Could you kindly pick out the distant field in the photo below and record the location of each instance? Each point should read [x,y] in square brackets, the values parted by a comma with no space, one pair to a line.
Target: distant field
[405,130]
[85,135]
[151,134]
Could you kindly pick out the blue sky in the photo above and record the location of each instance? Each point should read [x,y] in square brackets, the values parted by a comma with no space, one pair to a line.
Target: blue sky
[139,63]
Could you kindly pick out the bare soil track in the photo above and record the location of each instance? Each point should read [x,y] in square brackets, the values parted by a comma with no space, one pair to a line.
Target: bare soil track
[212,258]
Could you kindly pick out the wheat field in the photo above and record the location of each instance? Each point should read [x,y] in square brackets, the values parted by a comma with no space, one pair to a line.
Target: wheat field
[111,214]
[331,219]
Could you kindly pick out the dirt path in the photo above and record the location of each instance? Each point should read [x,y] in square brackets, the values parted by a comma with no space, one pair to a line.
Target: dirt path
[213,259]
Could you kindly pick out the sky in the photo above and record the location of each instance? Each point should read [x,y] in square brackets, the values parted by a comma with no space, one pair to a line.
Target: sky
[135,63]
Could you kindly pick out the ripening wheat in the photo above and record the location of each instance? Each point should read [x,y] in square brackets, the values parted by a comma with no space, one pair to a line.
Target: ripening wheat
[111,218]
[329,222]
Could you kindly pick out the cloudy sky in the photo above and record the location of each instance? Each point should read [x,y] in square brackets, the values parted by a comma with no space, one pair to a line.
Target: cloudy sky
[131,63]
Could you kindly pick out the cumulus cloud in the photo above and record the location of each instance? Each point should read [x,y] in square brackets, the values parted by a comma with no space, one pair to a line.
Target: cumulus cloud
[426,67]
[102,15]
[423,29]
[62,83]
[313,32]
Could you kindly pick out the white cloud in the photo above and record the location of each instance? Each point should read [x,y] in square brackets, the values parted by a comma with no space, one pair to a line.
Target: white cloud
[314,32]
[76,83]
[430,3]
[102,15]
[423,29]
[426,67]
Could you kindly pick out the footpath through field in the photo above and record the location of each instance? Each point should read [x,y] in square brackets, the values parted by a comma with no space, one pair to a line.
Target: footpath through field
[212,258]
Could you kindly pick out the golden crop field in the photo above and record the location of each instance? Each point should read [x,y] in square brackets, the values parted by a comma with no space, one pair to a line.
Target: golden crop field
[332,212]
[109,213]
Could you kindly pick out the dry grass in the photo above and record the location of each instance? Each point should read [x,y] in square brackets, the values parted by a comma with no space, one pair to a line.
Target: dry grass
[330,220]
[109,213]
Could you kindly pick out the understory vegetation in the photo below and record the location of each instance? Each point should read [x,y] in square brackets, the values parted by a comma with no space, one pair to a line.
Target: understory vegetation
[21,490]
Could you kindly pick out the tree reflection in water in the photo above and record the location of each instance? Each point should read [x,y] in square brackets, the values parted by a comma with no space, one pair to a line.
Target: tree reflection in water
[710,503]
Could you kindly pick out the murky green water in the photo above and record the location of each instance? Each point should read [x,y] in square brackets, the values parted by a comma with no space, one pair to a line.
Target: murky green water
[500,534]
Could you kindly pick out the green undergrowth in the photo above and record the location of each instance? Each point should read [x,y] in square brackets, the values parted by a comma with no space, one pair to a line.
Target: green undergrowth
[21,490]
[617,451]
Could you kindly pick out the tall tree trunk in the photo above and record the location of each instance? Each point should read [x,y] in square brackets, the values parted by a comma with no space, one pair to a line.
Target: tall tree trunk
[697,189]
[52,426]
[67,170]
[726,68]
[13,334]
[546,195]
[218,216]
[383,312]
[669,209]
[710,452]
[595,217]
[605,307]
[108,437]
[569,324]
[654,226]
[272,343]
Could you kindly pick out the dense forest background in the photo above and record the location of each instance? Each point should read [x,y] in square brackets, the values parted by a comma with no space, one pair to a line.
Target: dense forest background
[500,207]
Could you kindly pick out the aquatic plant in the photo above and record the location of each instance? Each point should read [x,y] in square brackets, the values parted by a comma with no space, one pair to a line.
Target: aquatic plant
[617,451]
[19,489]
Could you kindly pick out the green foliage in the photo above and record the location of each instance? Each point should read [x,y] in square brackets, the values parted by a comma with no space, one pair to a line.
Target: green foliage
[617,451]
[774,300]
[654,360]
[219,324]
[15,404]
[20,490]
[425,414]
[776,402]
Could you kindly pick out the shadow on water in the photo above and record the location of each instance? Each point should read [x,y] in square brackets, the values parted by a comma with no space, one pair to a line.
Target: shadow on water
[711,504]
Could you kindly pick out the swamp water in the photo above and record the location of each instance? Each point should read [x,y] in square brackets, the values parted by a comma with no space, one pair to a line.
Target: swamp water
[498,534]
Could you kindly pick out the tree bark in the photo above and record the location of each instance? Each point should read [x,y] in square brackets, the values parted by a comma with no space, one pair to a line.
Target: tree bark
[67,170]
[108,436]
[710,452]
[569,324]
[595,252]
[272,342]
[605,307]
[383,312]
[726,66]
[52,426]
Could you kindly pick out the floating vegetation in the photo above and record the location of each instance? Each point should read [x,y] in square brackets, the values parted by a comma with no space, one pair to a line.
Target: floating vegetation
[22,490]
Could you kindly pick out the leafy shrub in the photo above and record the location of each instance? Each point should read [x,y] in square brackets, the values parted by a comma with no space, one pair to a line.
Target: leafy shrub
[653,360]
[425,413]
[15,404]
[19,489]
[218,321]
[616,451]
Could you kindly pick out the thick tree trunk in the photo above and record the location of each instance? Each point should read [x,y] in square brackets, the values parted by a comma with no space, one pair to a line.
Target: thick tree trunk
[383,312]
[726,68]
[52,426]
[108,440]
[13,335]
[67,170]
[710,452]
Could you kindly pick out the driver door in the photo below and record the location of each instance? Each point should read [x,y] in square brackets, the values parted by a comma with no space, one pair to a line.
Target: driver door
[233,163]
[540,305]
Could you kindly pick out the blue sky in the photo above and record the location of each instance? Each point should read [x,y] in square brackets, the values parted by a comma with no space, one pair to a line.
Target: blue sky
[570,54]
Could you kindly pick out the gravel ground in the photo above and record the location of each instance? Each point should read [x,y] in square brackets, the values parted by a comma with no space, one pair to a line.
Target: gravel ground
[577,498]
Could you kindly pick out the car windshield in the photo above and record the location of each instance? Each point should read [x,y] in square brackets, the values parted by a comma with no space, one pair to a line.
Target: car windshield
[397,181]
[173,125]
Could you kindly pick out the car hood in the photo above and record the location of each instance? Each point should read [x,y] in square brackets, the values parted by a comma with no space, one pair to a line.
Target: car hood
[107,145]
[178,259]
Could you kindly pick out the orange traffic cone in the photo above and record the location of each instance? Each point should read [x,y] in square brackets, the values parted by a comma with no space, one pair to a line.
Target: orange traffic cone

Exercise brief | Could you restate every record word for word?

Task solution |
Could you kindly pick out the distant field in the photo below and record the location of each instance? Each point should read [x,y] in square brackets, the values parted by a comma with no space, one pair to a line.
Target: distant field
[405,130]
[85,135]
[151,134]
Could you kindly pick out the blue sky in the photo above and record the location of each instance? Each point should read [x,y] in square brackets, the values parted by a comma with no space, one pair to a line.
Target: blue sky
[139,63]
Could you kindly pick out the bare soil track in the photo above and record the location of each instance? Each point should read [x,y] in square brackets, the values parted by a comma with no space, one pair to a line.
Target: bare soil track
[212,258]
Could you kindly pick out the wheat field in the photo above and record the location of each instance? Each point should read [x,y] in square brackets, the values parted by a comma with no space, one pair to a line.
Target: wheat field
[111,214]
[331,219]
Could you kindly pick out the dirt path in the photo above and record the location of each instance? Each point should read [x,y] in square brackets, the values parted by a comma with no space, one pair to a line.
Target: dirt path
[213,259]
Could you kindly pick out the sky in the photo above and record the location of each instance? Each point should read [x,y] in square brackets, the values parted by a comma with no space, one pair to a line.
Target: sky
[135,63]
Could you kindly pick out the ripening wheat in the photo above and record the location of each instance? Each point should read [x,y] in square brackets, the values parted by a comma with no space, one pair to a line.
Target: ripening wheat
[111,218]
[329,222]
Could you kindly pick out the cloudy sky in the photo above and record the location of each instance? Each point should read [x,y] in square brackets, the values parted by a comma with no space, one pair to a line.
Target: cloudy sky
[131,63]
Could you kindly pick out the cumulus cloud in the photo above and record the location of each instance? Each point should read [x,y] in square brackets, the values parted by a comma with no space, one pair to a line.
Target: cumulus cloud
[426,67]
[102,15]
[423,29]
[62,83]
[313,32]
Could you kindly pick out the white cloud in the photo above and record the location of each instance? Each point should read [x,y] in square brackets, the values parted by a comma with no space, one pair to a line.
Target: white cloud
[314,32]
[76,83]
[430,3]
[102,15]
[423,29]
[426,67]
Could you kindly pick out the footpath through field in the photo above and record the location of each instance? Each point should read [x,y] in square brackets, the values parted by a comma with no space, one pair to a line.
Target: footpath through field
[212,258]
Could you kindly pick out the golden crop field in the photo above and record the location of each instance? Each point should read [x,y] in square brackets, the values parted by a comma with no space, one pair to a line.
Target: golden crop field
[332,212]
[109,213]
Could you kindly pick out the dry grass in the photo above and record the location of each instance? Each point should read [x,y] in square brackets, the values parted by a comma with no space, one pair to a line.
Target: dry grass
[330,220]
[109,213]
Could you kindly pick out the understory vegetation in the photo below and record the location of each instance? Each point should read [x,y] in square brackets, the values parted by a comma with no space, one pair to a line.
Target: understory vegetation
[21,490]
Could you kindly pick out the tree reflection in water in the photo above and record the location of each instance? Each point should read [x,y] in square brackets, the values parted by a comma with no space, one pair to a line.
Target: tree reflection in water
[710,503]
Could you kindly pick out the murky green water in the photo above and record the location of each instance? Each point should read [x,y] in square brackets, the values parted by a comma with no space, one pair to a line.
Target: murky green water
[500,534]
Could you kindly pick out the green undergrowth in the photo above and record the location of each instance? Each point should read [x,y] in square brackets, the values parted by a comma with no space, one pair to a line.
Target: green undergrowth
[21,490]
[617,451]
Could you kindly pick out the tall tree trunk in the photo above and record the location of each instance? Each point should read [x,y] in square brackets, the values parted by a comma with no space, one pair to a line.
Target: tall tree trunk
[697,189]
[52,426]
[67,170]
[726,68]
[13,334]
[546,195]
[218,216]
[383,312]
[669,209]
[710,452]
[595,217]
[605,307]
[108,437]
[569,324]
[654,226]
[272,343]
Could you kindly pick out the dense forest background in the photo above and record the location of each instance? Each point should read [x,y] in square brackets, the values parted by a comma with no space, one pair to a line.
Target: dense forest background
[500,207]
Could you kindly pick out the aquatic plant in the photo above and record the location of each instance? Each point should read [x,y] in square brackets, the values parted by a comma with no space, one pair to a line.
Target: aquatic plant
[617,451]
[19,489]
Could you kindly pick out the green foliage in the photo above and record the location of each instance? Each point should read [x,y] in square brackets, the values parted by a comma with no space, one pair to a line.
Target: green foliage
[617,451]
[774,300]
[654,360]
[219,324]
[15,404]
[20,490]
[425,414]
[776,402]
Could you kindly pick out the shadow on water in the photo above and record the location of each instance? Each point should read [x,y] in square brackets, the values parted by a comma with no space, one pair to a line.
Target: shadow on water
[711,504]
Could you kindly pick out the swamp water in the photo above and record the location of each instance? Each point should read [x,y] in square brackets, the values parted by a comma with no space, one pair to a line.
Target: swamp water
[498,534]
Could you kindly pick out the tree bark in the photo above and record the location of each instance? Each point should read [x,y] in square brackets, the values parted by a comma with no space, one pair to a line.
Target: tree bark
[67,170]
[108,436]
[710,452]
[569,324]
[595,252]
[272,342]
[605,307]
[383,312]
[726,66]
[52,426]
Could you kindly pick out the floating vegetation in the photo above and record the location of each instance? Each point should read [x,y] in square brackets, the values parted by a comma with no space, one pair to a line.
Target: floating vegetation
[22,490]
Could you kindly pick out the leafy shrub in the photo above and record the location of each instance? Each point should read [x,y] in square brackets, the values parted by a comma with no space, one pair to a line.
Target: leafy shrub
[653,360]
[425,413]
[15,404]
[19,489]
[218,321]
[616,451]
Could you kindly pick out the thick tree trunk in the photo above and record the location of each instance? Each point should read [x,y] in square brackets, the values parted by a comma with no space, one pair to a line.
Target: thick tree trunk
[383,312]
[726,68]
[52,426]
[108,440]
[13,335]
[67,170]
[710,452]
Could you kindly pick out the driver door in the photo below and record the location of each instance? Each point should read [x,y] in square brackets, the values parted by a comma with no space, one pair to a line.
Target: driver door
[233,163]
[540,305]
Could you kindly pick out the blue sky in the photo above and record the location of each instance? Each point should read [x,y] in square brackets, the values parted by a comma with no space, one pair to a line.
Target: blue sky
[570,54]
Could you kindly pick out the gravel ground in the photo above and record the location of each instance? Each point should read [x,y] in square brackets, the values parted by a comma with no space, one pair to a line.
Target: gravel ground
[577,498]
Could you kindly pick out the car windshield in the photo above and record the location of each instance? Each point should read [x,y] in square brackets, the values parted by a comma with no space, one pair to a line.
Target: car windshield
[397,181]
[173,125]
Could you kindly pick out the car hood in the photo above and record the location of each instance? Each point should read [x,y] in square brackets, the values parted by a comma with no space, one pair to a line.
Target: car hood
[107,145]
[178,259]
Could you kindly pick out the orange traffic cone in the photo above and record the location of each instance? Each point should read [x,y] in square brackets, the values parted by a comma with no space, one pair to a line.
Target: orange traffic cone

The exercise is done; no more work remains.